>> start

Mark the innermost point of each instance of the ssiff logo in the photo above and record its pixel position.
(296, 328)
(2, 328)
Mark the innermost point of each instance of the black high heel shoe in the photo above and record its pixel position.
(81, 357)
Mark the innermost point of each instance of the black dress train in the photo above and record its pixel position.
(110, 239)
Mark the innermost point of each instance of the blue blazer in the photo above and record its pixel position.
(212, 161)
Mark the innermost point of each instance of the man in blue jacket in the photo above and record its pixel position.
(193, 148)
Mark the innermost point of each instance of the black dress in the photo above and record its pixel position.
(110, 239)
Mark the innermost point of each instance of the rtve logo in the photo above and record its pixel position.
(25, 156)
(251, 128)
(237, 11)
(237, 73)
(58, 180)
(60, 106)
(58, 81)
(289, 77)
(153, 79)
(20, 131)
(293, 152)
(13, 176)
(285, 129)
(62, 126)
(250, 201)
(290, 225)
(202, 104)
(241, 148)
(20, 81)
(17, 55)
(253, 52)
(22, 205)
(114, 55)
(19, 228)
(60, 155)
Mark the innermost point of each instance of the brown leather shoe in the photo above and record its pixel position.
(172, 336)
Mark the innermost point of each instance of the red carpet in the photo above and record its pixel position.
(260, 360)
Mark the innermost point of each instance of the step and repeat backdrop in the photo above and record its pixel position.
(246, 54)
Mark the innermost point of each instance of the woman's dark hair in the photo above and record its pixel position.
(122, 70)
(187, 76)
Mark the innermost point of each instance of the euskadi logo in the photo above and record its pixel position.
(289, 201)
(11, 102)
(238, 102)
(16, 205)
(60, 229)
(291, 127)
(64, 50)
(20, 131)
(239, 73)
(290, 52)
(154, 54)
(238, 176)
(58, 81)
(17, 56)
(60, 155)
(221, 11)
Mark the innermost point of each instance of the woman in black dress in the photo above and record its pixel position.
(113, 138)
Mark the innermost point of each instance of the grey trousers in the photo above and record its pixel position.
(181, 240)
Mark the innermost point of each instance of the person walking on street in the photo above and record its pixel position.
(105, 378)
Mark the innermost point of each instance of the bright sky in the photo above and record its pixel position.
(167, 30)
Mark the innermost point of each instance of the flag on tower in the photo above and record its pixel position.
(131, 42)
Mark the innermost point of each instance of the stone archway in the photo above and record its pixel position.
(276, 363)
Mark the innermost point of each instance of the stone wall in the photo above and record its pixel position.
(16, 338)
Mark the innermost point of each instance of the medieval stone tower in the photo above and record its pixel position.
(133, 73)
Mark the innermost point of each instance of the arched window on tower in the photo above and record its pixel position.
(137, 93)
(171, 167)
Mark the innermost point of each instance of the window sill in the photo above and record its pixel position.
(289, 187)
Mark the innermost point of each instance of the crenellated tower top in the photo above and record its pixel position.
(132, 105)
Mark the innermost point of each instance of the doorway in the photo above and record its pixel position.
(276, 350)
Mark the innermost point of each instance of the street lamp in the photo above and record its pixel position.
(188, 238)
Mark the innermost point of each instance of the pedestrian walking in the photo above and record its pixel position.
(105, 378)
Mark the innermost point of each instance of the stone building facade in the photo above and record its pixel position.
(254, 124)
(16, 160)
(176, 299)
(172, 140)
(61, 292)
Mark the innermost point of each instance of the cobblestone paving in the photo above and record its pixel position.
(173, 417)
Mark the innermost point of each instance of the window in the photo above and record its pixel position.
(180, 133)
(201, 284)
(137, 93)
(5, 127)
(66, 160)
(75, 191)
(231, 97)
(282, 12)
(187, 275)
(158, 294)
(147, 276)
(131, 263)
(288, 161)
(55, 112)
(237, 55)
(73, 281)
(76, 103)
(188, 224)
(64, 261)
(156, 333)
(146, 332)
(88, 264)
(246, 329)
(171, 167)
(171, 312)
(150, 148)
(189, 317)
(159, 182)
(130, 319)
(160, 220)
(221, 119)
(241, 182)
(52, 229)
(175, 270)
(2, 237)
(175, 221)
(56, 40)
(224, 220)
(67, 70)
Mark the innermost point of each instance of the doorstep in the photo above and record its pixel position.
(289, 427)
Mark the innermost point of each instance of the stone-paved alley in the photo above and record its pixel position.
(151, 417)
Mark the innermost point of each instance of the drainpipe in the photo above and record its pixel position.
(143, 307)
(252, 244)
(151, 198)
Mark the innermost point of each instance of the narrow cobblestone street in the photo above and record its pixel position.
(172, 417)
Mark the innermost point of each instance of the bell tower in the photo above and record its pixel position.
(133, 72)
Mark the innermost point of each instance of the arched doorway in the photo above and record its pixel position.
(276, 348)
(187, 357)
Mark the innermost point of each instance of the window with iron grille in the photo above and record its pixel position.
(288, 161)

>> end

◆ **WORK INSTRUCTIONS**: Return the full listing, character for character.

◆ **TASK RESULT**:
Mark the innermost point of each instance of the ssiff logo in the photo above and record its pixel position.
(296, 328)
(2, 328)
Mark the innermost point of each instance of the black high heel shoe in the photo above and record its pixel position.
(81, 357)
Mark the innermost point of each instance of the black dress train in the photo above and record its pixel position.
(110, 239)
Mark the innermost point of each instance of the blue blazer in the photo above and record its pixel position.
(212, 161)
Mark the innermost point of each instance of the man in blue jacket in the photo above and record its pixel position.
(193, 148)
Mark the innermost point of each instance of the black dress in the photo above and record its pixel position.
(110, 239)
Mark the innermost point of each instance of the rtve logo in the photo above and record its pixel position.
(25, 156)
(251, 128)
(237, 11)
(237, 73)
(58, 180)
(60, 106)
(58, 81)
(289, 77)
(153, 79)
(20, 131)
(293, 152)
(13, 176)
(285, 129)
(62, 126)
(250, 201)
(290, 225)
(202, 104)
(241, 148)
(20, 81)
(17, 55)
(253, 52)
(22, 205)
(114, 55)
(19, 228)
(60, 155)
Mark the innermost point of each instance of the brown leather shoe in the photo above and record its pixel position.
(172, 336)
Mark the innermost point of each instance of the red carpet in the photo above and record its pixel position.
(260, 360)
Mark the innermost point of each instance of the step and repeat backdrop in the photo above and record its pixel position.
(246, 54)
Mark the innermost point of each instance of the woman's dark hair in the photo above and record its pixel position.
(122, 70)
(187, 76)
Mark the innermost point of each instance of the euskadi logo in the photo above and record its pixel position.
(289, 201)
(11, 102)
(238, 102)
(16, 205)
(60, 229)
(291, 127)
(64, 50)
(20, 131)
(239, 73)
(290, 52)
(154, 54)
(238, 176)
(58, 81)
(17, 56)
(60, 155)
(221, 11)
Mark the innermost point of each instance of the woman in black dress in the photo above and record its pixel position.
(113, 138)
Mark the innermost point of each instance of the grey trousers in the photo above and record its pixel position.
(181, 240)
Mark the innermost point of each instance of the person walking on street in the photo above and record its pixel position.
(105, 378)
Mark the innermost point of each instance of the bright sky in the photo above and record its pixel position.
(167, 30)
Mark the innermost point of each instance of the flag on tower in the photo above and record its pixel position.
(131, 42)
Mark the innermost point of each instance of the stone archway in the photo above and record its pixel position.
(276, 363)
Mark the innermost point of each instance of the stone wall in the photo above and record its pixel position.
(16, 338)
Mark the innermost point of each instance of the medieval stone tower in the photo above and record its pixel position.
(133, 73)
Mark the innermost point of each instance of the arched window on tower in the photo above and record its pixel position.
(137, 93)
(171, 167)
Mark the innermost point of each instance of the window sill in the photo above and record its pixel position.
(289, 187)
Mark the innermost point of each instance of the crenellated tower top in the photo above and record its pixel position.
(132, 105)
Mark the innermost point of each instance of the doorway in the photo above and record its pixel position.
(276, 350)
Mark the innermost point of each instance of the street lamp in the photo above and record its pixel position.
(188, 238)
Mark the innermost point of each instance of the pedestrian walking in the photo above and record its pixel position.
(105, 378)
Mark the innermost point of each instance of the stone building facade in the photo above and record its pixel position.
(254, 124)
(16, 160)
(176, 299)
(172, 140)
(61, 292)
Mark the innermost point of each instance of the cobblestone paving in the photo above and record its pixel position.
(173, 417)
Mark the innermost point of each instance of the window in the photo above and record its pixel position.
(180, 133)
(201, 284)
(137, 93)
(5, 127)
(66, 160)
(75, 191)
(231, 97)
(282, 12)
(187, 275)
(158, 294)
(147, 276)
(131, 263)
(288, 161)
(55, 112)
(237, 55)
(73, 281)
(76, 103)
(188, 224)
(64, 261)
(156, 333)
(146, 332)
(88, 264)
(246, 329)
(171, 167)
(171, 312)
(150, 148)
(189, 317)
(159, 182)
(130, 319)
(160, 220)
(221, 119)
(241, 182)
(52, 229)
(175, 270)
(2, 237)
(175, 221)
(56, 40)
(224, 220)
(67, 70)
Mark the innermost point of each instance of the doorstep in the photo above and record its pixel position.
(289, 427)
Mark the innermost point of each instance of the stone-paved alley in the photo above and record its pixel position.
(151, 417)
Mark the innermost point of each instance of the drainpipe in the photo above and record its pixel position.
(143, 307)
(252, 244)
(151, 198)
Mark the innermost point of each instance of the narrow cobblestone street in the photo above and record its pixel position.
(172, 417)
Mark the innermost point of each instance of the bell tower in the photo above and record its pixel position.
(133, 72)
Mark the innermost point of each instance of the arched doorway in the photo above and record its pixel position.
(276, 348)
(187, 357)
Mark the innermost point of each instance of the window with iron grille in the photo above and record its pixel position.
(288, 161)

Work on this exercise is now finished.